EXERCISE TASK A
Present every line of the stored entries as a JSON list of strings, one string per line, and leave out any blank lines.

DOCUMENT
Just click on store search.
The number of bottles in each store is updated nightly. You should call
the store first to see if stock still remains (each store phone number is
listed).
Jerez
de la Frontera can be hot, and I mean hot. Last week I attended the 4th
biennial edition of Vinoble, the world’s largest trade exposition of
sweet wines. Producers from more than 120 wine regions around the world
were strutting their wares. Canada’s sole participant,
Niagara-on-the-Lake’s Pillitteri Estates found their stand under siege,
running out of icewine before the exposition came to an end.
Over
four days it seems that I tasted hundreds of sweeties, but just a fraction
of what was being poured. I also took in more than a dozen tasting
seminars. Wanting to survive, I was able to practice the art of
expectoration - the polite word for spitting.
 Naturally,
there were lapses when things actually got swallowed. For instance, at the
tasting of Château d’Yquem led by Count
Alexandre de Lur Saluces, who has been the managing director
since 1968, we explored the differences between the 1998, 1996, 1988 and
1985 vintages. The former, 1998
Chateau d’Yquem
(994277 - $198 half bottle) has just been released in the Classics
Catalogue and I was amazed at the wonderful sweet concentration of ripe
fruit and how well it is showing - a must buy for anyone pursuing great
Sauternes.

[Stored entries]
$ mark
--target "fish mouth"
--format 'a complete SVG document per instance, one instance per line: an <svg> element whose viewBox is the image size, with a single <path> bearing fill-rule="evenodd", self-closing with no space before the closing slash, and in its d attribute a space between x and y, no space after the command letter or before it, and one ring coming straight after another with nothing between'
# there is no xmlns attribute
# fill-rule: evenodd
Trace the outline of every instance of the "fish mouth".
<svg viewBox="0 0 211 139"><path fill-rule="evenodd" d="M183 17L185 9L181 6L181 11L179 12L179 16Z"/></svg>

EXERCISE TASK B
Reproduce the complete text about the Vinoble sweet wine exposition word for word.

FULL OUTPUT A
[
  "$ mark",
  "--target \"fish mouth\"",
  "--format 'a complete SVG document per instance, one instance per line: an <svg> element whose viewBox is the image size, with a single <path> bearing fill-rule=\"evenodd\", self-closing with no space before the closing slash, and in its d attribute a space between x and y, no space after the command letter or before it, and one ring coming straight after another with nothing between'",
  "# there is no xmlns attribute",
  "# fill-rule: evenodd",
  "Trace the outline of every instance of the \"fish mouth\".",
  "<svg viewBox=\"0 0 211 139\"><path fill-rule=\"evenodd\" d=\"M183 17L185 9L181 6L181 11L179 12L179 16Z\"/></svg>"
]

FULL OUTPUT B
Just click on store search.
The number of bottles in each store is updated nightly. You should call
the store first to see if stock still remains (each store phone number is
listed).
Jerez
de la Frontera can be hot, and I mean hot. Last week I attended the 4th
biennial edition of Vinoble, the world’s largest trade exposition of
sweet wines. Producers from more than 120 wine regions around the world
were strutting their wares. Canada’s sole participant,
Niagara-on-the-Lake’s Pillitteri Estates found their stand under siege,
running out of icewine before the exposition came to an end.
Over
four days it seems that I tasted hundreds of sweeties, but just a fraction
of what was being poured. I also took in more than a dozen tasting
seminars. Wanting to survive, I was able to practice the art of
expectoration - the polite word for spitting.
 Naturally,
there were lapses when things actually got swallowed. For instance, at the
tasting of Château d’Yquem led by Count
Alexandre de Lur Saluces, who has been the managing director
since 1968, we explored the differences between the 1998, 1996, 1988 and
1985 vintages. The former, 1998
Chateau d’Yquem
(994277 - $198 half bottle) has just been released in the Classics
Catalogue and I was amazed at the wonderful sweet concentration of ripe
fruit and how well it is showing - a must buy for anyone pursuing great
Sauternes.